* **DOCUMENT EXCERPT**
==============================
Near the middle of Stray Dogs, there is an odd, fairly
inexplicable tableau that sums up, in its blackly comic way, much of the cinema
of Tsai Ming-liang.
An adult woman (Lu
Yi-ching) and a young girl (Lee Li-chieh) – many viewers will take them, by
this point, to be mother and daughter – stand and shiver in the spacious
freezer-room situated in the back of a supermarket where the woman works. Why
do they bother to hang out here, in this inhospitable space? We’ll never know,
and the answer does not matter.
Tsai uses the setting and
the situation, as he often does, for a spot of performance art or action art; a
ritual gesture is about to be enacted. And here it comes: the adult keeps
trying to move closer to the child, as if to affectionately embrace her and
offer some warmth (is this, indeed, why she has brought her small companion
here?) – and the child keeps stepping away, to the side, as if resisting the
offer. After some excruciatingly painful repetitions of this pas de deux, Tsai simply cuts to the
next, narratively unconnected scene.
In his books on cinema, the
philosopher Gilles Deleuze proposes something highly paradoxical about the
films of Kenji Mizoguchi: approximately, he states that the director’s style,
with its mobility, long takes and elaborate choreography of actors’ bodies in
the mise en scène, shows that
everything in world is connected – and yet, at the same time, fundamentally
disconnected, unreconciled. Whatever we may make of Deleuze’s analysis of the
Japanese master, it is certain that no filmmaker fulfils this philosophical
vision today more completely or profoundly than Tsai Ming-liang.
==============================
* **EXERCISE TASK 1**
Find each line in the rows below that contains the word "utility", and copy those lines.

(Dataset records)
==============================
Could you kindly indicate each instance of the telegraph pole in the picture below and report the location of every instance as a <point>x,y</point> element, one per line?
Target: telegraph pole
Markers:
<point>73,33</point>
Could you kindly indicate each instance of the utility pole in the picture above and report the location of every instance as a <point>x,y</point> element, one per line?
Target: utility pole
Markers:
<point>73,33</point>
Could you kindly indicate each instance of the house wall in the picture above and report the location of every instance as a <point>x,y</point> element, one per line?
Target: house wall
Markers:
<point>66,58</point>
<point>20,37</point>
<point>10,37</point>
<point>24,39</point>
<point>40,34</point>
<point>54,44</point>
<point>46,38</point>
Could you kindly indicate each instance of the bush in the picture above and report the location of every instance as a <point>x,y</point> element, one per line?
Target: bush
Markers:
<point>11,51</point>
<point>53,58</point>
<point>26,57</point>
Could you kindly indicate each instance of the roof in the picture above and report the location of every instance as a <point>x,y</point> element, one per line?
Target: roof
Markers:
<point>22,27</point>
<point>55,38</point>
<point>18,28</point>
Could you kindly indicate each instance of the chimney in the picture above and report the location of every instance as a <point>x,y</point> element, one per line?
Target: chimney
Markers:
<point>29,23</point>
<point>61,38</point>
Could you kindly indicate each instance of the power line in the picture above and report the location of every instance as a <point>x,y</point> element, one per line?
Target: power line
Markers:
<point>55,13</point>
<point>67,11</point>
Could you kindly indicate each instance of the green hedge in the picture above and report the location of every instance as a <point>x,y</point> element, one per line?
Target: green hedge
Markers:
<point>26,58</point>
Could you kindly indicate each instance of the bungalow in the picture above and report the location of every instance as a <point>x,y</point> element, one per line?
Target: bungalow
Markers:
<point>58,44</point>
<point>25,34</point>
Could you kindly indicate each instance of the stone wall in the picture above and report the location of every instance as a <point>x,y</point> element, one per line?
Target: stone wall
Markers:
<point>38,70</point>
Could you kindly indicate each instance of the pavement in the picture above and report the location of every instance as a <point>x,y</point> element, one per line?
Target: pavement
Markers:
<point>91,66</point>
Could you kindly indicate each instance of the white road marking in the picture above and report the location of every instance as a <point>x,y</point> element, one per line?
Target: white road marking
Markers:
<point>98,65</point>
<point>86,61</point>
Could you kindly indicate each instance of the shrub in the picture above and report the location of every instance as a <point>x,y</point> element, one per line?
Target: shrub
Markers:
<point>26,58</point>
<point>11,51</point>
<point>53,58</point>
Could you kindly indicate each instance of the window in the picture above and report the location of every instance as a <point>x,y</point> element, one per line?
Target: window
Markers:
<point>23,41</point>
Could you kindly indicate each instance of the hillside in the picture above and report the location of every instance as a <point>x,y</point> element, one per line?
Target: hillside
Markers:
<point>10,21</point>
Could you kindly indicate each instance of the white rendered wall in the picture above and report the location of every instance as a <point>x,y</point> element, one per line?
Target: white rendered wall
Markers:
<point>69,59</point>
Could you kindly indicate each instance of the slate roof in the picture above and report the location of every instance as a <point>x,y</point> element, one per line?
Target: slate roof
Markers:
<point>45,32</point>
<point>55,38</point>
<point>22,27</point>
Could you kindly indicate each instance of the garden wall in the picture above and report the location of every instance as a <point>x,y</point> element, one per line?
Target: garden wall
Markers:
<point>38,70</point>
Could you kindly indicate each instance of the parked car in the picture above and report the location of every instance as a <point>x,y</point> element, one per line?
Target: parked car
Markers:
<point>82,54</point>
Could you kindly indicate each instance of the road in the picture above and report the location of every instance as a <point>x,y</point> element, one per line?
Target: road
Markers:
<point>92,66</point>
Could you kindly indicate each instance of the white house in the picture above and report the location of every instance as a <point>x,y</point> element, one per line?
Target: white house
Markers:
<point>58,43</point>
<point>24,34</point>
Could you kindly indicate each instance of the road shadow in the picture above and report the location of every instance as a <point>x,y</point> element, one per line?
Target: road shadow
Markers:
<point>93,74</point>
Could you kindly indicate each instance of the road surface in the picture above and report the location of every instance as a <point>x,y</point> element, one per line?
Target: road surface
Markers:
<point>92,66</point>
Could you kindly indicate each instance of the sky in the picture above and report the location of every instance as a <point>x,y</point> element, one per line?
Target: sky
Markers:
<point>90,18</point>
==============================
* **EXERCISE TASK 2**
From the piece on Tsai Ming-liang above, write out the stretch from "An adult woman" through "does not matter.".

* **COMPLETE OUTPUT 1**
Could you kindly indicate each instance of the utility pole in the picture above and report the location of every instance as a <point>x,y</point> element, one per line?
Target: utility pole

* **COMPLETE OUTPUT 2**
An adult woman (Lu
Yi-ching) and a young girl (Lee Li-chieh) – many viewers will take them, by
this point, to be mother and daughter – stand and shiver in the spacious
freezer-room situated in the back of a supermarket where the woman works. Why
do they bother to hang out here, in this inhospitable space? We’ll never know,
and the answer does not matter.